WORK TASK 1. In the text on boxing in C#, write out the passage starting at "It turns out these" and ending at "in the following?".
WORK TASK 2. Write what comes next in the text on boxing in C#, continuing after its last sentence.

GIVEN TEXT.
Luckily, the solution is pretty simple:

int id = 5;
int size = 100;
string result = String.Format("{0}:{1}", id.ToString(), size.ToString());   //Call .ToString() to avoid boxing.

“But wait!” you say, “Aren’t we just allocating strings here now?”.

It’s true, but String.Format() would have ended up calling .ToString() internally regardless, so we’re not introducing any new allocations here. Our fix has allowed us to avoid the two unnecessary boxing allocations, but the allocations caused by .ToString() cannot be avoided.

Real-World Example #2

It turns out these string functions are filled with little gotcha’s like the above, so it’s important to consider the overload you’ll end up using. Sometimes, it’s even less visible. Do you see what might cause boxing in the following?

int id = 0;
int size = 10;
string result = id.ToString() + ':' + size.ToString();

The third line is essentially equivalent to simply writing:

string result = String.Concat(id.ToString(), ':', size.ToString());

The problem here is that there is no overload that accepts (string, char, string) so the compiler resolves to (object, object, object). The net result here is that char (a value type) gets boxed. We can solve this by concatenating three strings together instead:

string result = id.ToString() + ":" + size.ToString();

This small change doesn’t really compromise readability, so it’s probably worth applying broadly to your codebase where applicable.

Real World Example #3

Sometimes boxing is out of your hands entirely and the only way you can catch it is by measuring. The following example is one of those cases:

public enum Color { Red, Green, Blue }
public class BoxingExample
{
  private string _name;
  private Color _color;

  public override int GetHashCode()
  {
     int stringHashCode = _name.GetHashCode();          // No allocations
     int enumHashCode = _color.GetHashCode();           // 1 allocation :(
     int intHashCode = ((int)_color).GetHashCode();     // No allocations
     return stringHashCode ^ enumHashCode;
  }
}

It turns out the internal implementation of enum.GetHashCode() boxes. In Bill Chiles’ original document, he said:

This problem is very subtle. PerfView would report this as enum.GetHashCode() boxing because for implementation reasons, this method boxes the underlying representation of the enumeration type. If you look closely in PerfView, you may see two boxing allocations for each call to GetHashCode(). The compiler inserts one, and the .NET Framework inserts the other.

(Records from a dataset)
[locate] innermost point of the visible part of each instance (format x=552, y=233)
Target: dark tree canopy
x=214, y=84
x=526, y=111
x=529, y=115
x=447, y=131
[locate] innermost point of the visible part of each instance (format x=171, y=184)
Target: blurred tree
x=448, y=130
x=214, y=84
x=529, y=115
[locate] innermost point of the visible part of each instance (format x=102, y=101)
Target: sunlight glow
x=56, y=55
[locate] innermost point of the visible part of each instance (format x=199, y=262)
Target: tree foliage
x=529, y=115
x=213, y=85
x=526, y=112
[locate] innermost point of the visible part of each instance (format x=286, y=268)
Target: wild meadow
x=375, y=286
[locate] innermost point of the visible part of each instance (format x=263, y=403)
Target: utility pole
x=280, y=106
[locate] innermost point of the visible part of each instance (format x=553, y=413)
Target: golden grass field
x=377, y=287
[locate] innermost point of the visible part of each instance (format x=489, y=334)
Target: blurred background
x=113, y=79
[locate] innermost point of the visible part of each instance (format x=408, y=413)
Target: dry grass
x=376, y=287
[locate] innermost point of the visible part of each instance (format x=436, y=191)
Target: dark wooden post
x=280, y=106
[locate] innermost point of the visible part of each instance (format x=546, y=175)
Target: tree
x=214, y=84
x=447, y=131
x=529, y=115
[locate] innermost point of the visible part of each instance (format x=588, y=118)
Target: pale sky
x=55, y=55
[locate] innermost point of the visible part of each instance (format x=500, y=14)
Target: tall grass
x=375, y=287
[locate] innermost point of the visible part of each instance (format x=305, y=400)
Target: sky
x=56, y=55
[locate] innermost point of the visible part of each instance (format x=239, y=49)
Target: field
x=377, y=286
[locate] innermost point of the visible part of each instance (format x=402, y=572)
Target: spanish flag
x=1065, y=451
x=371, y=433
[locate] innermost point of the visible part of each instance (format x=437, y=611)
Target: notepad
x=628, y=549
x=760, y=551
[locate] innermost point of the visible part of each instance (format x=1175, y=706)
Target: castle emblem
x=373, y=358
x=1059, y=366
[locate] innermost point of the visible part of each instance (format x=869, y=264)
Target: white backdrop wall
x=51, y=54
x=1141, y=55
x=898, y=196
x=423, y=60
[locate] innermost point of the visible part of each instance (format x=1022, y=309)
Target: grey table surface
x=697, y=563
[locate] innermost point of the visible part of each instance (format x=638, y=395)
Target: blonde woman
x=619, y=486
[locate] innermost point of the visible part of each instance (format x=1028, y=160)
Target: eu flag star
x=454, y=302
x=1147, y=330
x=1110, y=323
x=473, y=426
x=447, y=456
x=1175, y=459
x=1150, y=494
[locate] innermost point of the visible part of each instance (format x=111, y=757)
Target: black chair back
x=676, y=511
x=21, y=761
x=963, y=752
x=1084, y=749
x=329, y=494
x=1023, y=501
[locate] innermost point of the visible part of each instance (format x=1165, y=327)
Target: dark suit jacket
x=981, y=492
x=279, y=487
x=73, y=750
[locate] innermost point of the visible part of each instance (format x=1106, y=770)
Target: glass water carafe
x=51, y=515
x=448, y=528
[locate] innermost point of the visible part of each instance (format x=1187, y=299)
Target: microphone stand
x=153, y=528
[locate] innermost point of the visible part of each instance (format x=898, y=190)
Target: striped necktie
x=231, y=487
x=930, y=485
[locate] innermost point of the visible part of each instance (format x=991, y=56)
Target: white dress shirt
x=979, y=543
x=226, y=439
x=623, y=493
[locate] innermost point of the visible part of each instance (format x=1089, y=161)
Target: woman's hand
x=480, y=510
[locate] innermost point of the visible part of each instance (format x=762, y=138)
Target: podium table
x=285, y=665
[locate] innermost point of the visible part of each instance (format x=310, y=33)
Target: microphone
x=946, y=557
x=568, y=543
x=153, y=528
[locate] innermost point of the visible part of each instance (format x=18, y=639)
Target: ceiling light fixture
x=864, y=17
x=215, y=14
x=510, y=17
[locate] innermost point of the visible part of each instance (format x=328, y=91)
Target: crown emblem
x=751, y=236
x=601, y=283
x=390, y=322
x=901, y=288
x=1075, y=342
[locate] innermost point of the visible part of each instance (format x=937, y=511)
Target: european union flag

ANSWER SPACE 1.
It turns out these string functions are filled with little gotcha’s like the above, so it’s important to consider the overload you’ll end up using. Sometimes, it’s even less visible. Do you see what might cause boxing in the following?

ANSWER SPACE 2.
So he doesn’t specify exactly why the boxing takes place beyond “implementation reasons”. These days, we can view the source code ourselves. I did that and… I honestly still had no idea why it’s boxing. So if you understand, please leave a comment and I’ll add it below:

[Edit]: In the comments Martin pointed out that it’s because of the internal call to JitHelpers.GetPinningHelper(Object). This method accepts object, so our enum is boxed here. Thanks Martin! :)

You may have noticed Bill suggested there should be two boxing allocations, but in my tests I noticed only one. In the source code, I see a comment that says:

  // Avoid boxing by inlining GetValue()
  // return GetValue().GetHashCode();

So perhaps one of the boxing operations was removed? Perhaps I can’t profile correctly? I’m not sure, but I do know that I’ll keep an eye out for any calls to enum.GetHashCode() or for any Dictionary that uses an enum as it’s key.

By the way, the fix for this problem is to cast the enum to int (or appropriate base type) before calling GetHashCode().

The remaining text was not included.